• **What the task requires**
Scan the entries for the word "rows". Every line that has it should be copied.

################

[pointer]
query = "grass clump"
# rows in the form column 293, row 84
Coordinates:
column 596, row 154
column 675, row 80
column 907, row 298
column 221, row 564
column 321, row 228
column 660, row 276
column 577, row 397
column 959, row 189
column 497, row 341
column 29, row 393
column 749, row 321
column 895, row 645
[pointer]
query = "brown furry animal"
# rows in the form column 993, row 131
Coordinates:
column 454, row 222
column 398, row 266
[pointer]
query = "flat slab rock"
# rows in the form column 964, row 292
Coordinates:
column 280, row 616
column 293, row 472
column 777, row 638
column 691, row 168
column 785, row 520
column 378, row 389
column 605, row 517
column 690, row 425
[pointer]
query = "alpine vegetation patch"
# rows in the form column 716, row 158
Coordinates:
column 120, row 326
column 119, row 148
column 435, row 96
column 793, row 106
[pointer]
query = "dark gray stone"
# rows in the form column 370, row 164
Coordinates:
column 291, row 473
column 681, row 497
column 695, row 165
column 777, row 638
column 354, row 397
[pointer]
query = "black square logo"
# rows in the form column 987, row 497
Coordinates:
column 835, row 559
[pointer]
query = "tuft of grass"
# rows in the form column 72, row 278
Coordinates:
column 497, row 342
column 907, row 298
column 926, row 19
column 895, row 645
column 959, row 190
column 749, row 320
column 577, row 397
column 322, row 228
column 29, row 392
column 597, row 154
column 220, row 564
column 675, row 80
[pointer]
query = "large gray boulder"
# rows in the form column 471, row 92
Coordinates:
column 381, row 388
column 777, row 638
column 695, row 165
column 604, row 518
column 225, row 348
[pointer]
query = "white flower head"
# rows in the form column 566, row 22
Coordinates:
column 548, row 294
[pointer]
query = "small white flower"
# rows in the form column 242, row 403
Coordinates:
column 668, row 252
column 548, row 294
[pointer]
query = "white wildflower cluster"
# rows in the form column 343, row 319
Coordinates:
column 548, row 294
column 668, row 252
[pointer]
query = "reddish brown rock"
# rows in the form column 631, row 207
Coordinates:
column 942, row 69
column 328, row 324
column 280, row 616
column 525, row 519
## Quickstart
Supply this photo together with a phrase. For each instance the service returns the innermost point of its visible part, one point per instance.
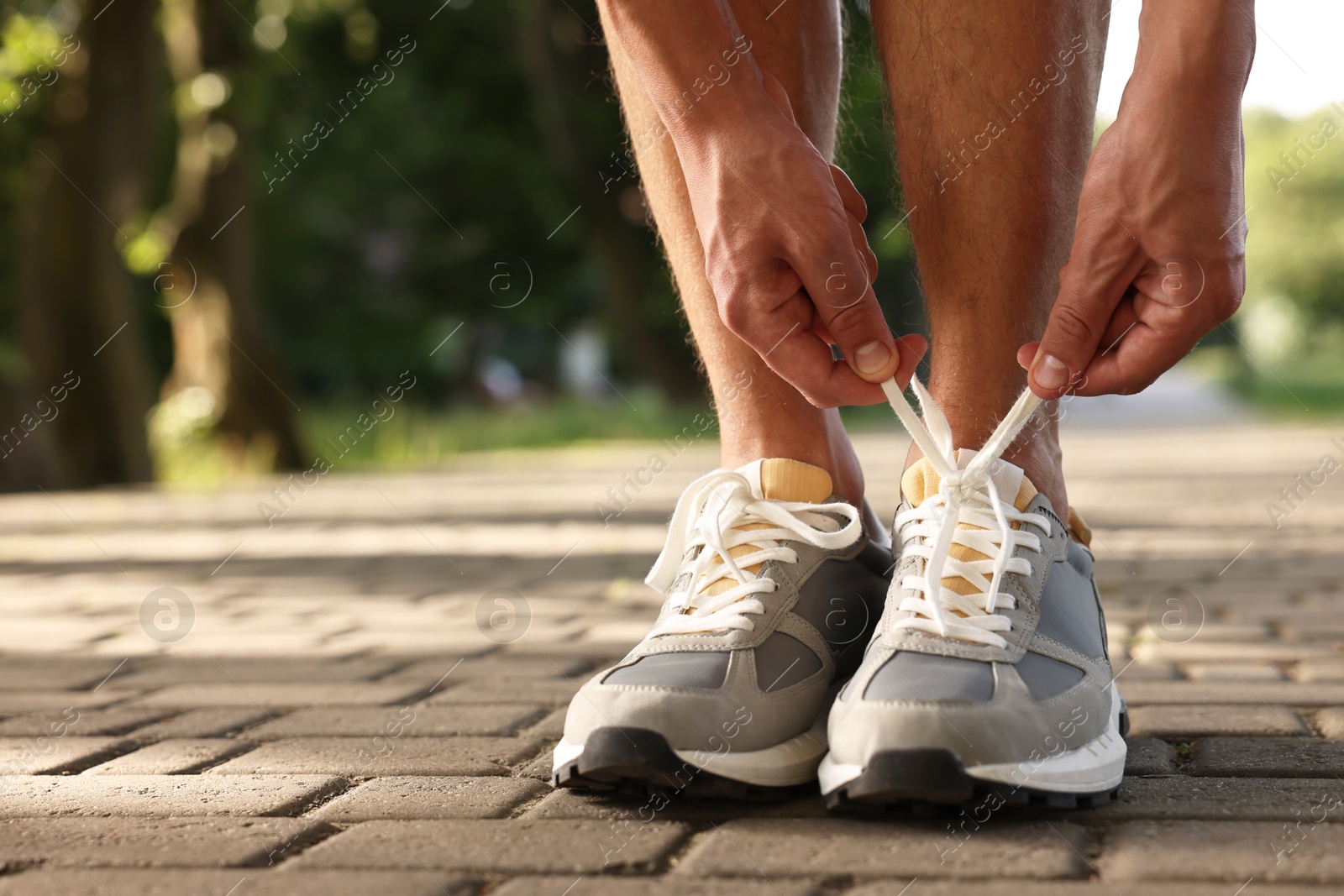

################

• **Solution for this problem**
# rows in the form column 293, row 84
# rows in the form column 993, row 131
# rows in the form column 964, row 292
# rows in the form column 716, row 158
# rows in the form column 370, row 164
# rows in the form column 987, row 497
# rows in the form column 72, row 278
# rows in the form column 471, row 92
# rows in the form column 566, row 22
# rows in the form column 242, row 403
# rows in the form column 343, row 319
# rows in the form column 631, row 207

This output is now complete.